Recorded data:
——————————

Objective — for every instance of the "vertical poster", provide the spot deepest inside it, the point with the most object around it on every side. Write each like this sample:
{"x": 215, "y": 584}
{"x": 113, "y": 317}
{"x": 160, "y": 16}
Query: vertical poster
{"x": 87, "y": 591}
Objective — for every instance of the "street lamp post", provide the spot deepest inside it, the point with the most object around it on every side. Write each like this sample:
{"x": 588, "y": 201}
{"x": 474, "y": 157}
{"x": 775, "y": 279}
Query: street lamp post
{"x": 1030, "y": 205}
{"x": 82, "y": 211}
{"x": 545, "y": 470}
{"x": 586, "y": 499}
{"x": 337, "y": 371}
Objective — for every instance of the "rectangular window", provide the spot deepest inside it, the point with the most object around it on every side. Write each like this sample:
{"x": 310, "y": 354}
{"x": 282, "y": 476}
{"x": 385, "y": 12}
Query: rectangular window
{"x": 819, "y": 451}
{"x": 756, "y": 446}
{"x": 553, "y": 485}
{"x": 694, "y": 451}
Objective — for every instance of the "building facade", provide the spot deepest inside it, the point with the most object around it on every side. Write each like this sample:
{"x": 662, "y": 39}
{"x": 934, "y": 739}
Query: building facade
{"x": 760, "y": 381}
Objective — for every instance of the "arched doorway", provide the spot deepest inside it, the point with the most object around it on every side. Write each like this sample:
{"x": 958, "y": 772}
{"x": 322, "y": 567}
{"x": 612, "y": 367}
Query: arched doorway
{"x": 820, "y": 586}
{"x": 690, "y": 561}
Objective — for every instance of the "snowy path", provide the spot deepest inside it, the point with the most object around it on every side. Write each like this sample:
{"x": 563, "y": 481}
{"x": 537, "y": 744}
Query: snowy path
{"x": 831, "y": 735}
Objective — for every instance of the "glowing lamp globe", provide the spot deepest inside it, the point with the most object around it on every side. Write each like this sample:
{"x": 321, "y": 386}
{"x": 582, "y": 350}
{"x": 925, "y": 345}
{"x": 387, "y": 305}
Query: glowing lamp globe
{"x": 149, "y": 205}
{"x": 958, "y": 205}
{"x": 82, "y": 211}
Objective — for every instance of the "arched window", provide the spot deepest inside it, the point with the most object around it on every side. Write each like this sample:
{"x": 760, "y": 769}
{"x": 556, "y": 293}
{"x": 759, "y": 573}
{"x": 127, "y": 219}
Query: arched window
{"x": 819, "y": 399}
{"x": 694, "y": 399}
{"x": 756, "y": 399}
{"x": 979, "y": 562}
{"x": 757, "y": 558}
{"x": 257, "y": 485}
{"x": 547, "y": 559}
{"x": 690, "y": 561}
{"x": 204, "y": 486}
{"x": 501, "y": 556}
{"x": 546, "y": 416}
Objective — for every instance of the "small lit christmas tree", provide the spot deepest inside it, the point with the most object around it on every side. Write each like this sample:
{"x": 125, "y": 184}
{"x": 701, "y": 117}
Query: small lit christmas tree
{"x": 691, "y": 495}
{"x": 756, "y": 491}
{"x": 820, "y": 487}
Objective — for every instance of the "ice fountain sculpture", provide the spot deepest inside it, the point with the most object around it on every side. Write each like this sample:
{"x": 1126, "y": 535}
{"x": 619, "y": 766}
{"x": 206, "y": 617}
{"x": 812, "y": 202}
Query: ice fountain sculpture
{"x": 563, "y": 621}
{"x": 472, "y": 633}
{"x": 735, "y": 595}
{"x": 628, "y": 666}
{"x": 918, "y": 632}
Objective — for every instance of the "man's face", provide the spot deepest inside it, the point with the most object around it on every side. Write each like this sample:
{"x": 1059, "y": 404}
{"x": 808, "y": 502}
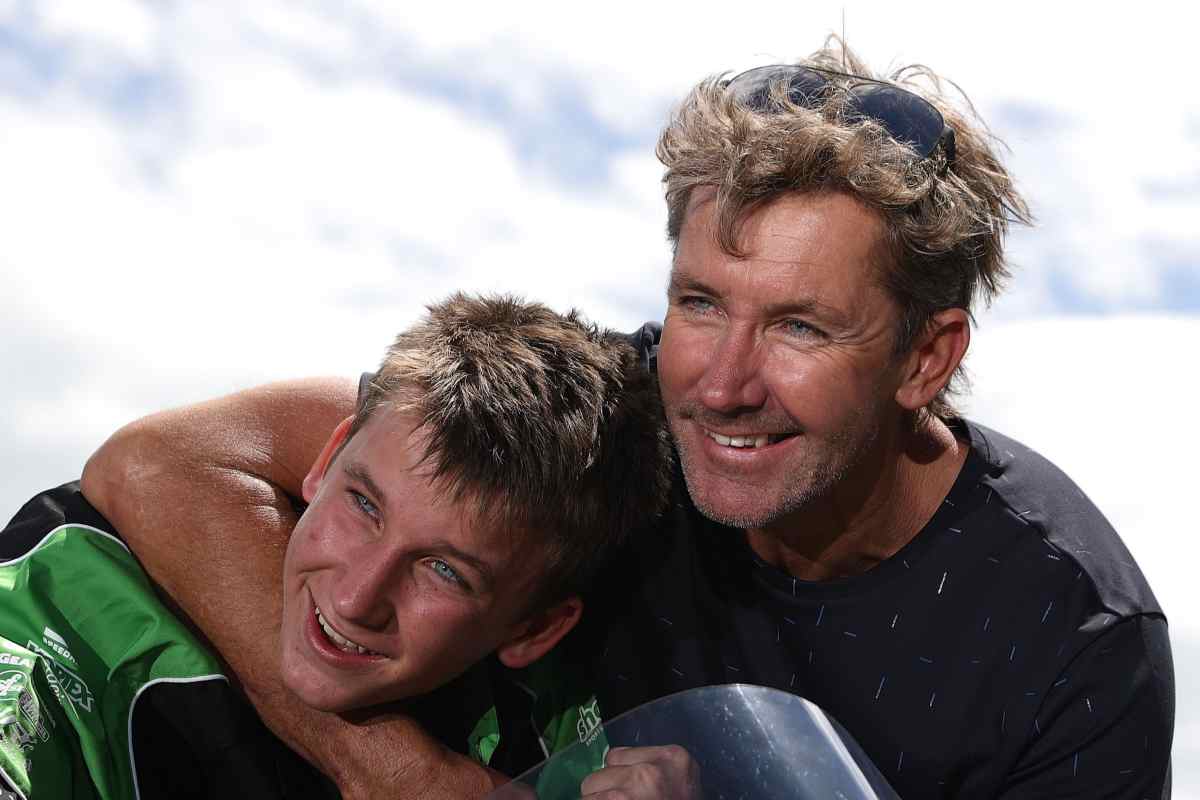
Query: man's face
{"x": 390, "y": 589}
{"x": 777, "y": 370}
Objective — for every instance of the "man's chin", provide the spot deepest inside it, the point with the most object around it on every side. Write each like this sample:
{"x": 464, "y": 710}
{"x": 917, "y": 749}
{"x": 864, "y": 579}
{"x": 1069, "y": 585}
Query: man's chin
{"x": 735, "y": 506}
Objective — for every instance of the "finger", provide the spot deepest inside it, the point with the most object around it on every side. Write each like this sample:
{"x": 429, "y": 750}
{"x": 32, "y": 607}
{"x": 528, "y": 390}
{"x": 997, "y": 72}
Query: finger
{"x": 641, "y": 781}
{"x": 627, "y": 756}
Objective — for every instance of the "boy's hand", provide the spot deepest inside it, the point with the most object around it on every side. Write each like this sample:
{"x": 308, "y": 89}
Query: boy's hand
{"x": 645, "y": 774}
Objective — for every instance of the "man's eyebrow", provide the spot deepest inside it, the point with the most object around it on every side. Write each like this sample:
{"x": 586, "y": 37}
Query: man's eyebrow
{"x": 359, "y": 473}
{"x": 682, "y": 282}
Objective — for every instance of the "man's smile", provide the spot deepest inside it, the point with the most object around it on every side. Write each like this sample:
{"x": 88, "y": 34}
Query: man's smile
{"x": 754, "y": 440}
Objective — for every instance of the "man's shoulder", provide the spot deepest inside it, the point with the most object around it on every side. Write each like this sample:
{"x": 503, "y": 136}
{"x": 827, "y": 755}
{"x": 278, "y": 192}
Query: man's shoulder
{"x": 1031, "y": 493}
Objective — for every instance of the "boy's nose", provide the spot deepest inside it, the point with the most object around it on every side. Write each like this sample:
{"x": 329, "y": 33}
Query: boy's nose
{"x": 361, "y": 593}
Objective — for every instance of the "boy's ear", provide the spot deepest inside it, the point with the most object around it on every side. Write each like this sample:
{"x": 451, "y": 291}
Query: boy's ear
{"x": 317, "y": 471}
{"x": 535, "y": 636}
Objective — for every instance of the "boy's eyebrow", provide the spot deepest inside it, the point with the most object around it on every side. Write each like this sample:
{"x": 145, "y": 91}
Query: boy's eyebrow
{"x": 359, "y": 473}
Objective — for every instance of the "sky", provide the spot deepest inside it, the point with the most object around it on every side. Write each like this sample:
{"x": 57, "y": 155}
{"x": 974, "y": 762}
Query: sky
{"x": 203, "y": 197}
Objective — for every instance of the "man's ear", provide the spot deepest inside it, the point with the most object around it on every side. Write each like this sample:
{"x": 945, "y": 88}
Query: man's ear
{"x": 934, "y": 359}
{"x": 317, "y": 471}
{"x": 535, "y": 636}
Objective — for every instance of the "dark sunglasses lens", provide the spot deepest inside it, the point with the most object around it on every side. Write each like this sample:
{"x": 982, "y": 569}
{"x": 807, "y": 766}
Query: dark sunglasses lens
{"x": 906, "y": 116}
{"x": 805, "y": 88}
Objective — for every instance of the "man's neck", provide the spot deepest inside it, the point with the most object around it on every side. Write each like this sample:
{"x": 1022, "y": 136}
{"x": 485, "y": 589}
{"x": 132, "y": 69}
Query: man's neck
{"x": 873, "y": 513}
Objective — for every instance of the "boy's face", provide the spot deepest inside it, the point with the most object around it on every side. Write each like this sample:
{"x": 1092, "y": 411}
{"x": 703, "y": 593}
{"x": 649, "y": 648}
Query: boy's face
{"x": 390, "y": 589}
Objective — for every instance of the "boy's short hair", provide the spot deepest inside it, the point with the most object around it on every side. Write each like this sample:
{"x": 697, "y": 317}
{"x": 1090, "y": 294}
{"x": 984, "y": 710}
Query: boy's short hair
{"x": 549, "y": 425}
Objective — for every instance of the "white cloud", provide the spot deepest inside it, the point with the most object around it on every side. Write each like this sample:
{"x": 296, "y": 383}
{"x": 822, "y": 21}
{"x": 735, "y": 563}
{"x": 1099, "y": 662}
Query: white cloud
{"x": 294, "y": 186}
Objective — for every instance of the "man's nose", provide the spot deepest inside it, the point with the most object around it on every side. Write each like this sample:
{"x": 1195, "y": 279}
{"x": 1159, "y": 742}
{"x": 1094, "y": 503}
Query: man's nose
{"x": 364, "y": 588}
{"x": 732, "y": 379}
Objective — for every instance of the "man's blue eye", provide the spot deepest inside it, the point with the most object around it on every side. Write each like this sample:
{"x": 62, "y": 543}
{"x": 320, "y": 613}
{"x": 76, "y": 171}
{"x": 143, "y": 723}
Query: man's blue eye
{"x": 798, "y": 328}
{"x": 445, "y": 571}
{"x": 365, "y": 505}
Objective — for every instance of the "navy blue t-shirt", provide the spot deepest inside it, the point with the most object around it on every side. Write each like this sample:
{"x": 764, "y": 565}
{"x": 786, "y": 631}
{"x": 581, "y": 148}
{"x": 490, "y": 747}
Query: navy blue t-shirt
{"x": 1012, "y": 649}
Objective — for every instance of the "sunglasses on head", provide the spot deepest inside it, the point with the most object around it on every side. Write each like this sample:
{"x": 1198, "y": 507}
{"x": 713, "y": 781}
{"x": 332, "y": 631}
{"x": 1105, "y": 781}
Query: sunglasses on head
{"x": 907, "y": 118}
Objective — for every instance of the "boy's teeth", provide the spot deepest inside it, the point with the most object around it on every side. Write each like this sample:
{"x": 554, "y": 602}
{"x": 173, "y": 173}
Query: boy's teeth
{"x": 342, "y": 643}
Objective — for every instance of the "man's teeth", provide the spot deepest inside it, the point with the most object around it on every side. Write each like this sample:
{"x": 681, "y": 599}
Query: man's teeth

——————————

- **Work to be completed**:
Please pick out and copy every line of the listing above that contains the word "eyebrow". Matching is case-sensitive.

- **Exercise answer**:
Objective — for every instance of the "man's eyebrow", provide the spot deepest inside it, the point with the most object around it on every side. Write each like this sample:
Query: man's eyebrow
Objective — for every instance of the "boy's eyebrow", provide the spot deepest inside it, the point with the most object around it on every side. Write each like this sample:
Query: boy's eyebrow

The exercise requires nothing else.